Record set Start Marker

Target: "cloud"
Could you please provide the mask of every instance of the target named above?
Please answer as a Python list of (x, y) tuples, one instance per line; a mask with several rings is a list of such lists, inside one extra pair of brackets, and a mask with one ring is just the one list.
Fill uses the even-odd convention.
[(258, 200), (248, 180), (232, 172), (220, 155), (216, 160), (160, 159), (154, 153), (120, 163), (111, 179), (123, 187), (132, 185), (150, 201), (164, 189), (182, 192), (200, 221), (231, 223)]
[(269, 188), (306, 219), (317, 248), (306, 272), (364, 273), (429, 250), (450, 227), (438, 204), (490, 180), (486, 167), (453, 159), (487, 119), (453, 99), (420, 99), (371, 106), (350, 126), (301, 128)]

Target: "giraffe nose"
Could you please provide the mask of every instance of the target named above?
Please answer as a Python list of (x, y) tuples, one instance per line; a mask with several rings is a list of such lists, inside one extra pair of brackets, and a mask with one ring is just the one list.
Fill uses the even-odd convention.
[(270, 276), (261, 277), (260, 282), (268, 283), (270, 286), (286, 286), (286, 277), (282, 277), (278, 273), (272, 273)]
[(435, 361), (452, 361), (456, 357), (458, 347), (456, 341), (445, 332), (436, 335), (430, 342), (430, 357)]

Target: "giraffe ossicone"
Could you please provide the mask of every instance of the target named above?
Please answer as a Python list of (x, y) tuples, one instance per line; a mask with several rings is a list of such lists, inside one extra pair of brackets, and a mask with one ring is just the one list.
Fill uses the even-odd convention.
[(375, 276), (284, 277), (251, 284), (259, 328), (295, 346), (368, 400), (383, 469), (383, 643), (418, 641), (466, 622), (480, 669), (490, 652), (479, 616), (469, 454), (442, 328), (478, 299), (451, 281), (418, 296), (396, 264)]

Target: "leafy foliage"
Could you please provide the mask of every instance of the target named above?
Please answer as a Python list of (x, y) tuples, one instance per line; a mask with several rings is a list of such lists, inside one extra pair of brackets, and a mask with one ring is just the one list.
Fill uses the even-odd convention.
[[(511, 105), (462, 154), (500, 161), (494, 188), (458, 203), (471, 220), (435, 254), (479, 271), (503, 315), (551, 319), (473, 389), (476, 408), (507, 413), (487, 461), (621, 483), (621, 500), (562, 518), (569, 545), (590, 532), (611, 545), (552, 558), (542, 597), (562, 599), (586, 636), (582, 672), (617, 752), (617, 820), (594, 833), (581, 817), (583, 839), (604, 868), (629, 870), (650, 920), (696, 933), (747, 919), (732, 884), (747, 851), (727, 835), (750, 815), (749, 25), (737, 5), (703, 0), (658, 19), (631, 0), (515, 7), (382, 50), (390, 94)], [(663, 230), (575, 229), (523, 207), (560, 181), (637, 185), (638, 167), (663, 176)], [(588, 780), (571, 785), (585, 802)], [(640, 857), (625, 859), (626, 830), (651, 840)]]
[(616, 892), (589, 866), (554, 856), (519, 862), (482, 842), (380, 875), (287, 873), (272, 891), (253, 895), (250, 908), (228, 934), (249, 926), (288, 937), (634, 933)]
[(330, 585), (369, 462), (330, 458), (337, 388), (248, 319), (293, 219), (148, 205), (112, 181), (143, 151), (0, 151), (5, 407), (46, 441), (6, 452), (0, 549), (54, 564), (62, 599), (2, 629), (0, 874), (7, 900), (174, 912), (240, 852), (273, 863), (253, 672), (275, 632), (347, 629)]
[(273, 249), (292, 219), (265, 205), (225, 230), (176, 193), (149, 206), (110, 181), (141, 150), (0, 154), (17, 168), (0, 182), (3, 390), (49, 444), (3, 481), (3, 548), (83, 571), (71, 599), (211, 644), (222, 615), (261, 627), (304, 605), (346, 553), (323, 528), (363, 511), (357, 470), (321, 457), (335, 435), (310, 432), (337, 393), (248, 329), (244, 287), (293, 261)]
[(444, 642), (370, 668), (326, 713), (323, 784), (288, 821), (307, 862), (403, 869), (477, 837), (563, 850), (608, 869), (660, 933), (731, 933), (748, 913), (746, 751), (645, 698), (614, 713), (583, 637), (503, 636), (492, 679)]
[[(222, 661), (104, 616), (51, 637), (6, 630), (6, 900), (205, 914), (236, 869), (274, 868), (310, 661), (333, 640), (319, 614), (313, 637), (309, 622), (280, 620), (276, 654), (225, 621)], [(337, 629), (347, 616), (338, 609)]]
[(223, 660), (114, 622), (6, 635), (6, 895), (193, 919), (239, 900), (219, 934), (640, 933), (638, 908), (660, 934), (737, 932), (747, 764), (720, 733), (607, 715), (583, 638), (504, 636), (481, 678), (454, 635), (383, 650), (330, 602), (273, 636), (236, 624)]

Record set End Marker

**Work instructions:** Please reproduce every record shown above, exactly as written.

**The completed task:**
Target: "cloud"
Could you please provide the mask of every instance of the target named above?
Please answer as a Python list of (x, y) tuples, one instance per line; a mask with several rings is a list of such lists, inside one extra pair of brackets, and a mask with one ring is just the one list.
Fill uses the even-odd convention.
[(258, 200), (248, 180), (232, 172), (220, 155), (216, 160), (160, 159), (154, 153), (120, 163), (111, 179), (123, 187), (132, 185), (150, 201), (164, 189), (182, 192), (200, 221), (231, 223)]
[(269, 188), (306, 219), (317, 248), (306, 272), (364, 273), (429, 250), (450, 227), (438, 204), (490, 180), (486, 167), (453, 159), (487, 119), (453, 99), (420, 99), (371, 106), (350, 126), (301, 128)]

Target: "giraffe nose"
Could you please provide the mask of every instance of the target named above?
Please answer as a Python list of (x, y) tuples, one instance per line; a mask with several rings is a list of such lists, inside one extra pair of brackets, and a mask with one ring is just the one list.
Fill uses the even-odd convention.
[(270, 276), (261, 277), (260, 282), (268, 283), (270, 286), (286, 286), (286, 277), (282, 277), (278, 273), (272, 273)]
[(435, 361), (452, 361), (456, 357), (458, 347), (456, 341), (445, 332), (436, 335), (430, 342), (430, 357)]

Target: "giraffe ossicone"
Could you please provide the mask of every instance of the target named above?
Please answer as a Python list of (x, y) tuples, one instance per line; a mask with several rings is a list of such lists, inside one extra pair of brackets, and a mask with one ring is just the one list.
Fill uses the even-odd convention.
[(375, 276), (284, 277), (251, 284), (259, 328), (295, 346), (368, 400), (383, 469), (383, 643), (418, 641), (466, 622), (480, 669), (490, 652), (479, 616), (469, 454), (442, 328), (478, 299), (451, 281), (418, 296), (396, 264)]

Target: "leafy foliage"
Could you please provide the mask of every instance of the target named above?
Please answer as a Python list of (x, y) tuples, one instance per line; a mask with several rings is a list of such lists, inside one extra pair of brackets, and a mask with one ring is just the one list.
Fill uses the even-odd convention.
[[(511, 105), (462, 154), (500, 161), (494, 188), (458, 203), (471, 220), (435, 254), (479, 271), (503, 315), (551, 319), (473, 389), (476, 408), (507, 413), (487, 461), (621, 483), (621, 500), (562, 518), (569, 545), (590, 532), (611, 545), (552, 558), (542, 597), (562, 599), (586, 636), (582, 672), (617, 752), (617, 820), (594, 833), (581, 817), (583, 839), (604, 868), (629, 870), (650, 920), (696, 933), (747, 919), (732, 884), (747, 851), (727, 835), (750, 815), (749, 25), (737, 5), (703, 0), (658, 19), (631, 0), (515, 7), (382, 50), (390, 94)], [(663, 230), (575, 229), (523, 207), (560, 181), (637, 185), (638, 167), (663, 176)], [(588, 780), (571, 785), (585, 802)], [(640, 857), (625, 859), (626, 830), (651, 840)]]
[(616, 892), (589, 866), (554, 856), (519, 862), (482, 842), (380, 875), (287, 873), (272, 891), (253, 895), (250, 908), (228, 934), (249, 926), (288, 937), (634, 933)]
[(330, 585), (369, 462), (330, 458), (337, 388), (248, 319), (293, 219), (148, 205), (112, 181), (143, 151), (0, 151), (5, 407), (46, 441), (6, 452), (0, 549), (54, 564), (62, 599), (2, 629), (0, 874), (7, 900), (174, 912), (240, 852), (273, 863), (253, 672), (275, 632), (347, 629)]
[(273, 249), (292, 219), (265, 205), (225, 230), (176, 193), (149, 206), (110, 181), (141, 150), (0, 154), (17, 168), (0, 182), (3, 390), (49, 444), (3, 481), (3, 548), (83, 571), (71, 599), (211, 644), (222, 615), (261, 627), (304, 605), (346, 553), (323, 528), (363, 511), (357, 470), (321, 457), (335, 435), (310, 432), (337, 393), (248, 329), (244, 287), (293, 261)]
[(444, 642), (370, 668), (326, 713), (323, 784), (288, 821), (307, 862), (403, 869), (477, 837), (563, 850), (608, 869), (660, 933), (731, 933), (748, 913), (746, 751), (645, 698), (614, 713), (583, 637), (503, 636), (492, 679)]
[[(222, 661), (104, 616), (51, 637), (6, 630), (6, 900), (205, 914), (236, 869), (274, 868), (310, 661), (333, 640), (319, 614), (313, 637), (309, 622), (280, 620), (276, 654), (225, 621)], [(337, 629), (347, 616), (338, 609)]]
[(223, 660), (114, 622), (6, 635), (6, 895), (193, 919), (239, 900), (219, 934), (640, 933), (638, 908), (660, 934), (737, 932), (747, 764), (720, 733), (607, 715), (583, 638), (504, 636), (481, 678), (454, 635), (383, 650), (330, 602), (273, 636), (236, 624)]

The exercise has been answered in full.